#### Study text
The Perils of the Great Outdoors
By David Martin, President and CEO of VeinInnovations
Atlanta is a giant metropolis, but sitting in the daily commute it’s easy to forget that just outside our borders we’re surrounded by lakes, trees, mountains, and skies clear enough to see the stars. Camping is the perennial summer pastime, and we’re only a couple hours away from respite in the great outdoors. Before you pack up your gear and load family and friends in the car, make sure you’re prepared to confront a common camping pest: ticks.
Ticks are tiny external parasites. Don’t call them insects – they’re actually arachnids, related to spiders and mites. Ticks are hematophagous, surviving on a diet of blood, feeding by attaching themselves to a host, either a mammal, bird, or some reptiles and amphibians. Ticks are able to get a tight grip on their hosts thanks to their cleverly designed mouths and the ingenious properties of their saliva. The barbed mouth of a tick penetrates the skin of the host, while their salivary glands produce a glue-like substance that further strengthens the bond between the minuscule predator and its prey. You’re unlikely to feel a tick bite, as their saliva acts as a local anesthetic. Finally, a tick’s saliva ensures the meal goes on uninterrupted by acting as an anticoagulant.
Most active from April to September, ticks are found in woods, fields, or bushy, brush areas. Be especially vigilant in high grasses or around leaf litter. Avoid a run in with a tick by sporting long sleeves, pants, a hat, and a repellent that contains 20 percent or more DEET. In the midst of summer heat, no one will fault you for forgoing the long sleeves and pants, but keep the hat and the DEET. (Ticks are often found on low tree branches and fall onto their prey, so pull out that Braves cap or, better yet a brimmed hat and wear it with pride.) If you’re going hiking in an area where ticks are likely to be found, stick to the middle of the trail and skip the Chacos in favor of hiking boots and socks.

#### Task directions
According to the article on ticks, what percentage of DEET should a repellent contain?

[Saved entries]
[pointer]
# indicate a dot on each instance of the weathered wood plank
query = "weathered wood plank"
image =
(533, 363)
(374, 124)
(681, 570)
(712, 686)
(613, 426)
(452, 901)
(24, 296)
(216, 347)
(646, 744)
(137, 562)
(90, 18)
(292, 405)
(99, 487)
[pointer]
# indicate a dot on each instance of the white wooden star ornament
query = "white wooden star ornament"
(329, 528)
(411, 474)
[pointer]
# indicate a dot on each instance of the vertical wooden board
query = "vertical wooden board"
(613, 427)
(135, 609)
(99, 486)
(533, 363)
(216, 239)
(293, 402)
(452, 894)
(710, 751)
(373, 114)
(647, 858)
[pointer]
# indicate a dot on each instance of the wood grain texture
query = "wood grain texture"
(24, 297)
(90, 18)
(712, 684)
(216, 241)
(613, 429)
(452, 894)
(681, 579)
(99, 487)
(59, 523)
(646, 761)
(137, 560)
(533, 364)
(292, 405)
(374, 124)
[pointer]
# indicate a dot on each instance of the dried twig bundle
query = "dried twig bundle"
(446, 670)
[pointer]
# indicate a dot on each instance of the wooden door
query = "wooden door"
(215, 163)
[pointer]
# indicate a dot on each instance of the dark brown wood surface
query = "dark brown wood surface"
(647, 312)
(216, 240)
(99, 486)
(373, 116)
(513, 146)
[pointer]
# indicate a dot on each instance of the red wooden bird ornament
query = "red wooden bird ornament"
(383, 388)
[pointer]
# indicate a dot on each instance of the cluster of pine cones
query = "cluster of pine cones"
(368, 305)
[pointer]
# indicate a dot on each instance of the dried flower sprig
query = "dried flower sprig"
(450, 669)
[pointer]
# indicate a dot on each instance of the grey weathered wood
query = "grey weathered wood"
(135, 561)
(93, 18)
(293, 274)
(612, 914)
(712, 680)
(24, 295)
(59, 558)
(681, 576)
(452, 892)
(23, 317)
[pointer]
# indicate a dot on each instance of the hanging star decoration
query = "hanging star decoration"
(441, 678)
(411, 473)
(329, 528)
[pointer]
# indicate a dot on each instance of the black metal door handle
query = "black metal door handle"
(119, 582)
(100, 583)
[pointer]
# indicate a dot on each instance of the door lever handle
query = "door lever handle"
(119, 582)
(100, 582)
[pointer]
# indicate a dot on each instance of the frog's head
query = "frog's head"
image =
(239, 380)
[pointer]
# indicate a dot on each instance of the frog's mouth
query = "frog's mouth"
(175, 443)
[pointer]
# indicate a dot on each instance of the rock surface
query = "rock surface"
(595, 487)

#### Output for this exercise
20 percent or more.